---------- SUPPLIED DATA ----------

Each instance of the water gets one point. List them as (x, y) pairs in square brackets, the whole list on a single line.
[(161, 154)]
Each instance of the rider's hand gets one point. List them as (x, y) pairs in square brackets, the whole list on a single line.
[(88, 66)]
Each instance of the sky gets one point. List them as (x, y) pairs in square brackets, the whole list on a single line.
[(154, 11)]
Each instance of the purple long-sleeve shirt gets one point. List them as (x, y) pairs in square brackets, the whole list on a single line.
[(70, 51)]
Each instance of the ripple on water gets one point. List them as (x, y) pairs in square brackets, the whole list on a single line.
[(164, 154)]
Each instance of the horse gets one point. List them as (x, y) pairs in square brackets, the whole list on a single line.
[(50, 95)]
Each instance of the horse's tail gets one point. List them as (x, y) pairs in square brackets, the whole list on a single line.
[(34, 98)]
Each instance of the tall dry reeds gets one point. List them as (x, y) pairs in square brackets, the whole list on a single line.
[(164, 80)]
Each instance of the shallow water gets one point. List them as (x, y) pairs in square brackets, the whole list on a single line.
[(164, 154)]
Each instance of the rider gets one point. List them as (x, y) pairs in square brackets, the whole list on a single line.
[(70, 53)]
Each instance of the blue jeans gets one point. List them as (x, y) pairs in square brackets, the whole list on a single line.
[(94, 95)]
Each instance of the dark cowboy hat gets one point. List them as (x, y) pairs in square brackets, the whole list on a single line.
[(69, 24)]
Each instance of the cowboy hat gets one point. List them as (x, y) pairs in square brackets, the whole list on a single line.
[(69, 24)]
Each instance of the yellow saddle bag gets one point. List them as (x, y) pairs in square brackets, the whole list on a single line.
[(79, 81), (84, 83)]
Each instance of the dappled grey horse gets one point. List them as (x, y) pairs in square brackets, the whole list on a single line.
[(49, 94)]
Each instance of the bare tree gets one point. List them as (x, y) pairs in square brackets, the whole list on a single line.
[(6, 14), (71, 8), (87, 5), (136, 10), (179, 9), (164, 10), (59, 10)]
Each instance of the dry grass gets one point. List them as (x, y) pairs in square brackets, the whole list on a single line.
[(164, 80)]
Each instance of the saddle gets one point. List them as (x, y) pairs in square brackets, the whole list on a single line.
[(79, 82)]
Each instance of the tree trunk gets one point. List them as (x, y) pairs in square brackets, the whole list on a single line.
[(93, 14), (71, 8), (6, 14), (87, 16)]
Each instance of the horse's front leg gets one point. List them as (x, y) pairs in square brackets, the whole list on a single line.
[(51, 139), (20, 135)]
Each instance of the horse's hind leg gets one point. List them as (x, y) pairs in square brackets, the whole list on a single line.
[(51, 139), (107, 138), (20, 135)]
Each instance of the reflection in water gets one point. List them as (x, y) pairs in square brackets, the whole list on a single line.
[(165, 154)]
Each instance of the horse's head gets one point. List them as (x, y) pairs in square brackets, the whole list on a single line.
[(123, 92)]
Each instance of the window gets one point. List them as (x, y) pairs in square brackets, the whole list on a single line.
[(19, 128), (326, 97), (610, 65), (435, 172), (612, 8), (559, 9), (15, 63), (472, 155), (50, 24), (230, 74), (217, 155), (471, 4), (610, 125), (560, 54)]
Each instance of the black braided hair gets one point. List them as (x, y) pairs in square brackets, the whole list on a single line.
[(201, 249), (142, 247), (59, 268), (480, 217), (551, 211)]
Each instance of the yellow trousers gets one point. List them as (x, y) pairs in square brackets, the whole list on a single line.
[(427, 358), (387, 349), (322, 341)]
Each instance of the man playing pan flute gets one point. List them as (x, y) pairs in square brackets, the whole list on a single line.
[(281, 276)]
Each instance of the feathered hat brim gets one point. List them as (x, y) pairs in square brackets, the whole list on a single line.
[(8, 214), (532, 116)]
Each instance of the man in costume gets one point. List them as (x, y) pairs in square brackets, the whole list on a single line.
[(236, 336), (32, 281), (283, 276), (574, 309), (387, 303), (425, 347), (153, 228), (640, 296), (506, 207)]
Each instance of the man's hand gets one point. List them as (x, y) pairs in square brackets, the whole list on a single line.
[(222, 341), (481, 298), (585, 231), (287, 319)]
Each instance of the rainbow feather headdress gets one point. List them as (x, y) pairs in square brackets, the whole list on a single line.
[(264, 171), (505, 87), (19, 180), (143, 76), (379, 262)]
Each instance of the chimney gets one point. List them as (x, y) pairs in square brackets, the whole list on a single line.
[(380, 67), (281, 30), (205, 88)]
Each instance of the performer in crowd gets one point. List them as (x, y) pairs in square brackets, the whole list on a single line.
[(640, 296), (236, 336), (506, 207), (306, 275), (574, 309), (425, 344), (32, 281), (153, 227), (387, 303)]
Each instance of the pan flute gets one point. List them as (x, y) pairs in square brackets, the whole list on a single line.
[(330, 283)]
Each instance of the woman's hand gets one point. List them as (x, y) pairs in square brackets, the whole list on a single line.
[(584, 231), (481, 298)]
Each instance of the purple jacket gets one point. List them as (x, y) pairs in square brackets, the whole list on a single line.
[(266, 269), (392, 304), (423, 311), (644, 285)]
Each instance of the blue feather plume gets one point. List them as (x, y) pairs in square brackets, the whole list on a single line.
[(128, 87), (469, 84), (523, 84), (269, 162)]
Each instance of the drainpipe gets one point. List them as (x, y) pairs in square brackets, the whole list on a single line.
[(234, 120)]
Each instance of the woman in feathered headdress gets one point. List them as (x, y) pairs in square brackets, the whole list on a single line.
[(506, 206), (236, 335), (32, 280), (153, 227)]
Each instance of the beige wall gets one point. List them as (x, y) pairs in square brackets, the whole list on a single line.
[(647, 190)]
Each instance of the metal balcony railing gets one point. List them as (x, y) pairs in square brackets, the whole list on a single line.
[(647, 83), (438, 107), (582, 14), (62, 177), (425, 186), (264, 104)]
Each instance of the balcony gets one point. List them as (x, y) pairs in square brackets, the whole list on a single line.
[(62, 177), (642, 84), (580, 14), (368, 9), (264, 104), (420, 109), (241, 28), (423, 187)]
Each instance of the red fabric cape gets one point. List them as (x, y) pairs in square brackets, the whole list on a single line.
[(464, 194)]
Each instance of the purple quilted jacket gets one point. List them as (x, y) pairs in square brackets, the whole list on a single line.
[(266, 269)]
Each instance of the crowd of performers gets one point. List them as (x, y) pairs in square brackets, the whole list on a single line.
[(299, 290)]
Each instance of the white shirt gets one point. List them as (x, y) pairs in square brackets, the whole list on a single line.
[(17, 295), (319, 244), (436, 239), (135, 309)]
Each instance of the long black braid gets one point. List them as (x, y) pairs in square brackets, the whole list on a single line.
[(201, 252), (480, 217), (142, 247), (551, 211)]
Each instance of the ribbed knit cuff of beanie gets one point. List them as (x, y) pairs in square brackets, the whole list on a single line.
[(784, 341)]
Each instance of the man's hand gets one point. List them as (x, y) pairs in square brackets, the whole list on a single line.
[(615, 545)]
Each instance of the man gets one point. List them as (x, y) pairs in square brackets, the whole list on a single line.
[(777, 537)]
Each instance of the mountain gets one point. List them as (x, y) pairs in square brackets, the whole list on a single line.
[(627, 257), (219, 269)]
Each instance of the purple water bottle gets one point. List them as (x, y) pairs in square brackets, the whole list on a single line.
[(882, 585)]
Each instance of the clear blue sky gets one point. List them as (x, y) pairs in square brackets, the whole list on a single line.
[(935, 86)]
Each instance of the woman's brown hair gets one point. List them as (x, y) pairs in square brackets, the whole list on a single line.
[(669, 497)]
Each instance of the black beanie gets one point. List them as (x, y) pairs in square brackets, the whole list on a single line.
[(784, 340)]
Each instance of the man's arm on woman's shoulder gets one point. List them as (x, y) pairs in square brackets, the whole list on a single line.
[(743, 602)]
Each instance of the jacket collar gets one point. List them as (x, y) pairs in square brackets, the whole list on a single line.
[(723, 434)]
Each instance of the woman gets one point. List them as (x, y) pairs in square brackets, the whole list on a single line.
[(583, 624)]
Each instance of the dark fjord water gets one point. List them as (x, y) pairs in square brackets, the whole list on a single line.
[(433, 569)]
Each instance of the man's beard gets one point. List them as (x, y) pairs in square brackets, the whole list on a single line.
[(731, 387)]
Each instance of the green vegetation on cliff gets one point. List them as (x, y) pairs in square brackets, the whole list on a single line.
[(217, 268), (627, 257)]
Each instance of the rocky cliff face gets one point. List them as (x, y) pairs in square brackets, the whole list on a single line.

----------

### WHAT IS REQUIRED:
Rewrite the stretch of rows from the line containing "Each instance of the purple jacket" through the line containing "[(506, 206), (236, 335), (32, 280), (153, 227)]", swapping "gets one point" for "receives one point" and leaving everything else unchanged.

### WORKED SOLUTION:
Each instance of the purple jacket receives one point. List them as (x, y) pairs in square brackets, the whole list on a single line.
[(266, 269), (392, 304), (423, 311), (644, 285)]
Each instance of the blue feather plume receives one point. List them as (x, y) pairs in square brackets, the whole list on a single line.
[(128, 87), (469, 84), (523, 84), (269, 162)]
Each instance of the drainpipe receives one point. List them as (x, y) pairs in square brackets, the whole list on a single line.
[(234, 120)]
Each instance of the woman in feathered headdress receives one point. List them as (x, y) pairs in square brackets, the whole list on a single line.
[(506, 206), (236, 335), (32, 280), (153, 227)]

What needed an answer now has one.